Problem to work on
Tally the lines below that include "figurine" and give only the total.

= Beginning of Section =

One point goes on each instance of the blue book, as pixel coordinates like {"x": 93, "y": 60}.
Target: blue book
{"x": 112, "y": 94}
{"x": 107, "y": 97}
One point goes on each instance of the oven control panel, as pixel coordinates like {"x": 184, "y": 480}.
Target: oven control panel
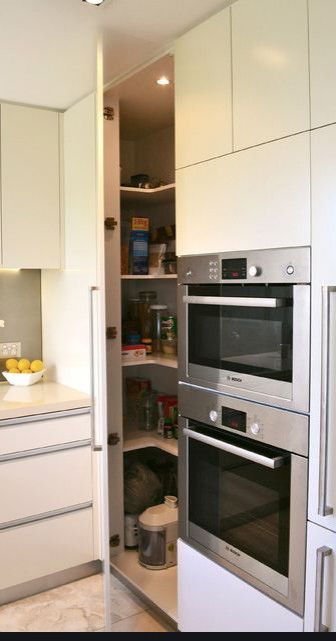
{"x": 264, "y": 266}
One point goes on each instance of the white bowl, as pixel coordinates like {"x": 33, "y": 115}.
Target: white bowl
{"x": 23, "y": 380}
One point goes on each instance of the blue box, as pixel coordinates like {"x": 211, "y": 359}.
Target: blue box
{"x": 139, "y": 241}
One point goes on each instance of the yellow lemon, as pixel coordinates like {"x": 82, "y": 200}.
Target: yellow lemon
{"x": 11, "y": 363}
{"x": 37, "y": 366}
{"x": 23, "y": 364}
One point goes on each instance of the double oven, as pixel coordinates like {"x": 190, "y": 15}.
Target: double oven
{"x": 244, "y": 414}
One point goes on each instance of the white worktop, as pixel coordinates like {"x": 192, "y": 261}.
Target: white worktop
{"x": 42, "y": 398}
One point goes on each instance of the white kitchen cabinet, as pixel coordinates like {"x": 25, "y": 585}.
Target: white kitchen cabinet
{"x": 322, "y": 45}
{"x": 203, "y": 93}
{"x": 322, "y": 469}
{"x": 320, "y": 610}
{"x": 45, "y": 547}
{"x": 30, "y": 187}
{"x": 211, "y": 599}
{"x": 254, "y": 199}
{"x": 270, "y": 70}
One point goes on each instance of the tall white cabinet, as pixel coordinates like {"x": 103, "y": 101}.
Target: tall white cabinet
{"x": 30, "y": 187}
{"x": 270, "y": 70}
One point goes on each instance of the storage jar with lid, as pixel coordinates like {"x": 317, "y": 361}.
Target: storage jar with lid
{"x": 157, "y": 313}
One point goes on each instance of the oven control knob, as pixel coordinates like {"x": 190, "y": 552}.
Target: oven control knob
{"x": 255, "y": 428}
{"x": 254, "y": 271}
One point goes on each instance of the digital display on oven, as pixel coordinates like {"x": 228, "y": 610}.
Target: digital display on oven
{"x": 234, "y": 269}
{"x": 234, "y": 419}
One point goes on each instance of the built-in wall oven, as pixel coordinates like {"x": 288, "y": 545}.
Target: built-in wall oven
{"x": 245, "y": 324}
{"x": 243, "y": 489}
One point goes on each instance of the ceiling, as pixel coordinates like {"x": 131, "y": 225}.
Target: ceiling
{"x": 48, "y": 47}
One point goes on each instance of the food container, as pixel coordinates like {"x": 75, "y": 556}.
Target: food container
{"x": 157, "y": 312}
{"x": 133, "y": 353}
{"x": 169, "y": 346}
{"x": 23, "y": 380}
{"x": 146, "y": 300}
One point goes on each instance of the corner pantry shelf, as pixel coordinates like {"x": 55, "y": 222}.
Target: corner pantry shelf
{"x": 140, "y": 440}
{"x": 158, "y": 196}
{"x": 150, "y": 277}
{"x": 163, "y": 361}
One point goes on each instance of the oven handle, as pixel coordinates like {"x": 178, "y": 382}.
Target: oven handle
{"x": 272, "y": 463}
{"x": 227, "y": 301}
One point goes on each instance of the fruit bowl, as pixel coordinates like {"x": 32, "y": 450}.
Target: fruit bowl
{"x": 23, "y": 380}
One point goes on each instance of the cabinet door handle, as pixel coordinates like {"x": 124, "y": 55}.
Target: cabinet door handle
{"x": 321, "y": 555}
{"x": 323, "y": 508}
{"x": 95, "y": 446}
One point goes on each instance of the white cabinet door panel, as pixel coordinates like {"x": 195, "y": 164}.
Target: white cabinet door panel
{"x": 323, "y": 275}
{"x": 322, "y": 44}
{"x": 270, "y": 70}
{"x": 203, "y": 91}
{"x": 45, "y": 547}
{"x": 211, "y": 599}
{"x": 255, "y": 199}
{"x": 30, "y": 187}
{"x": 45, "y": 483}
{"x": 321, "y": 543}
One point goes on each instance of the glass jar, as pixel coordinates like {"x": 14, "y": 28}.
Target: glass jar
{"x": 157, "y": 312}
{"x": 146, "y": 300}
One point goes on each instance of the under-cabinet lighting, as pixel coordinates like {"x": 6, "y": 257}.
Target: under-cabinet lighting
{"x": 94, "y": 2}
{"x": 163, "y": 81}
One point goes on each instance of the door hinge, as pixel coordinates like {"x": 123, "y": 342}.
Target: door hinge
{"x": 115, "y": 541}
{"x": 113, "y": 439}
{"x": 111, "y": 333}
{"x": 108, "y": 113}
{"x": 111, "y": 224}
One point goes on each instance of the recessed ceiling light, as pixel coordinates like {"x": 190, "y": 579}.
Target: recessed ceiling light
{"x": 163, "y": 81}
{"x": 95, "y": 2}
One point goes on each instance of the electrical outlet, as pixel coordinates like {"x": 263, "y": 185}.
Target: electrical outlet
{"x": 10, "y": 350}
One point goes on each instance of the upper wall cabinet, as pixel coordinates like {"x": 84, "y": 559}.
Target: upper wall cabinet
{"x": 270, "y": 70}
{"x": 322, "y": 21}
{"x": 203, "y": 92}
{"x": 256, "y": 199}
{"x": 30, "y": 187}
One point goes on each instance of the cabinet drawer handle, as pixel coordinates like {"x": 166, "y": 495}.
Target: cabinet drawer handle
{"x": 321, "y": 555}
{"x": 323, "y": 508}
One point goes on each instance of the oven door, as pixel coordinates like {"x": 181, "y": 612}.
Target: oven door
{"x": 248, "y": 340}
{"x": 244, "y": 504}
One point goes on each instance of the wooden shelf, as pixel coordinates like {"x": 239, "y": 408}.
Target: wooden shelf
{"x": 140, "y": 440}
{"x": 158, "y": 586}
{"x": 159, "y": 196}
{"x": 162, "y": 361}
{"x": 150, "y": 277}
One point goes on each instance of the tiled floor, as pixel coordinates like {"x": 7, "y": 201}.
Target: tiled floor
{"x": 78, "y": 607}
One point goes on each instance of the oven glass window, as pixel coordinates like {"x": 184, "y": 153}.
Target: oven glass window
{"x": 252, "y": 339}
{"x": 241, "y": 503}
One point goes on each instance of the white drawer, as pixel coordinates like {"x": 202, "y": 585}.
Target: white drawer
{"x": 45, "y": 483}
{"x": 44, "y": 432}
{"x": 45, "y": 547}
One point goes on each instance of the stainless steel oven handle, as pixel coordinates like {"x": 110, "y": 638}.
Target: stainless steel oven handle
{"x": 323, "y": 508}
{"x": 235, "y": 301}
{"x": 321, "y": 555}
{"x": 272, "y": 463}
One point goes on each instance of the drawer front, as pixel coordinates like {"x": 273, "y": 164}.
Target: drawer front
{"x": 45, "y": 432}
{"x": 45, "y": 483}
{"x": 46, "y": 547}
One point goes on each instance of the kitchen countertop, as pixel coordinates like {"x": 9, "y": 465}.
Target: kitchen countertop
{"x": 42, "y": 398}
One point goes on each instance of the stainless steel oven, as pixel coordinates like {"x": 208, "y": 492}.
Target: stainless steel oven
{"x": 243, "y": 489}
{"x": 245, "y": 324}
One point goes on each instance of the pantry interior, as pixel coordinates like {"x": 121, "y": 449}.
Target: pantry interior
{"x": 139, "y": 184}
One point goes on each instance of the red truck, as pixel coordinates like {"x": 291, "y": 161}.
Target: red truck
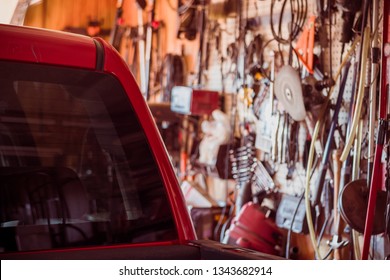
{"x": 84, "y": 173}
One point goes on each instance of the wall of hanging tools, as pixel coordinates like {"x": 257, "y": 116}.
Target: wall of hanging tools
{"x": 275, "y": 114}
{"x": 300, "y": 87}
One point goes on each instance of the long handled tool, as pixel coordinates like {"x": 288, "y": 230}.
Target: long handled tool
{"x": 382, "y": 130}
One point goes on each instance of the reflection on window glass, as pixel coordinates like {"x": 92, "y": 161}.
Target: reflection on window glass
{"x": 75, "y": 166}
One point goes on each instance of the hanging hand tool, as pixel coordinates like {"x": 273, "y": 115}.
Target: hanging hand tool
{"x": 375, "y": 60}
{"x": 141, "y": 46}
{"x": 116, "y": 33}
{"x": 349, "y": 10}
{"x": 382, "y": 130}
{"x": 316, "y": 194}
{"x": 148, "y": 50}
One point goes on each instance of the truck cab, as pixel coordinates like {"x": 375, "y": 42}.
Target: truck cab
{"x": 84, "y": 173}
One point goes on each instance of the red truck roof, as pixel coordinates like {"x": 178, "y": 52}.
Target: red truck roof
{"x": 49, "y": 47}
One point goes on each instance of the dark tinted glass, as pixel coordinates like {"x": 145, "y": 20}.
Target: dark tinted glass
{"x": 75, "y": 165}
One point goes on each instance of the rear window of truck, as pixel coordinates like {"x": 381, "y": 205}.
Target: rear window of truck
{"x": 75, "y": 165}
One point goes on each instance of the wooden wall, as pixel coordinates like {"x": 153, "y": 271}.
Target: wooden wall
{"x": 57, "y": 14}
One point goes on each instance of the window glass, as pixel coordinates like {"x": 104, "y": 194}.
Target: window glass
{"x": 75, "y": 165}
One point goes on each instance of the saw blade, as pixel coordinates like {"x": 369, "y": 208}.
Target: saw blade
{"x": 288, "y": 91}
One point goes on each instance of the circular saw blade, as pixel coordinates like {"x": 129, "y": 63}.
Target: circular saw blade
{"x": 288, "y": 90}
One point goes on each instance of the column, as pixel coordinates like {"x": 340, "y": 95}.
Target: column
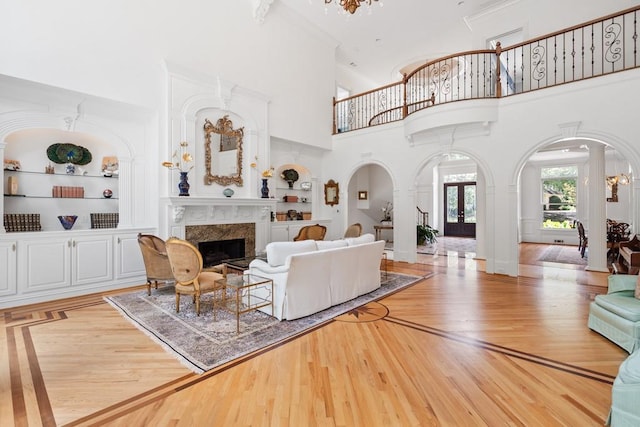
{"x": 597, "y": 212}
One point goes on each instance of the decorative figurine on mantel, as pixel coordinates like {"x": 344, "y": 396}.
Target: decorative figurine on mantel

= End of Section =

Completed exercise
2